Dataset entries:
§

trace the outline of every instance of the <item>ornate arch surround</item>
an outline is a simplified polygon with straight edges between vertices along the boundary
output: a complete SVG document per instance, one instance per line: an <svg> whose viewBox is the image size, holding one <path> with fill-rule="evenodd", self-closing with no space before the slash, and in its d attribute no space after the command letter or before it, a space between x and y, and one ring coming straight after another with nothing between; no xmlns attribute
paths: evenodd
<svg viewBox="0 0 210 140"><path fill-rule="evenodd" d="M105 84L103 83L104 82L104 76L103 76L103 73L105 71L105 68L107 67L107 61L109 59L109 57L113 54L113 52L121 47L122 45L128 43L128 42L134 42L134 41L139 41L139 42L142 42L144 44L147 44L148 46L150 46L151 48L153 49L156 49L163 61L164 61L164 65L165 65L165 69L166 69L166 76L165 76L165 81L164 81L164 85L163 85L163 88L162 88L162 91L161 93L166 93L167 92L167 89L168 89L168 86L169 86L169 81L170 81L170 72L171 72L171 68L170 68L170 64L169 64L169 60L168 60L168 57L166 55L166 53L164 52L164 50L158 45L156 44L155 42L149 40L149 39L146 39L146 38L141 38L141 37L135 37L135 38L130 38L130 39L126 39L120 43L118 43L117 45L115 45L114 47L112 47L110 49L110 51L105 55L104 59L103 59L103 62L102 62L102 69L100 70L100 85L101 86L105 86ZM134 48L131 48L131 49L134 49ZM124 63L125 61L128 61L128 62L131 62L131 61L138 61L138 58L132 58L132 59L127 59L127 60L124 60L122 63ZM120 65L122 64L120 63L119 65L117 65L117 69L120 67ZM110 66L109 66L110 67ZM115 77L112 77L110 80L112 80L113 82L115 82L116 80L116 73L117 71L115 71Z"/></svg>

§

Copy every line of the items above exactly, keeping their order and formatting.

trace the outline of every instance of the <item>ornate arch surround</item>
an outline is a simplified polygon with straight edges between vertices along the boundary
output: a complete SVG document per instance, one instance per line: an <svg> whose viewBox is the image size, holding one <path> with fill-rule="evenodd", self-closing with no space before the slash, and in its d attribute no space after the command letter or before it, a space between x and y, and one ring coming straight after another with nothing between; no xmlns attribute
paths: evenodd
<svg viewBox="0 0 210 140"><path fill-rule="evenodd" d="M105 84L103 83L104 82L104 76L103 76L103 73L105 71L105 68L107 67L107 61L109 59L109 57L113 54L113 52L121 47L122 45L128 43L128 42L134 42L134 41L139 41L139 42L142 42L144 44L147 44L148 46L150 46L151 48L153 49L156 49L163 61L164 61L164 65L165 65L165 69L166 69L166 76L165 76L165 81L164 81L164 85L163 85L163 88L162 88L162 91L161 93L166 93L167 92L167 89L168 89L168 86L169 86L169 81L170 81L170 72L171 72L171 68L170 68L170 64L169 64L169 60L168 60L168 57L166 55L166 53L164 52L164 50L158 45L156 44L155 42L149 40L149 39L146 39L146 38L141 38L141 37L135 37L135 38L130 38L130 39L126 39L120 43L118 43L117 45L115 45L114 47L112 47L110 49L110 51L105 55L104 59L103 59L103 62L102 62L102 69L100 70L100 85L101 86L105 86ZM134 48L131 48L131 49L134 49ZM124 63L125 61L128 61L128 62L131 62L131 61L138 61L138 58L132 58L132 59L127 59L127 60L124 60L122 63ZM120 65L122 64L120 63L119 65L117 65L117 69L120 67ZM110 66L109 66L110 67ZM115 77L112 77L110 80L112 80L113 82L115 82L116 80L116 73L117 71L115 71Z"/></svg>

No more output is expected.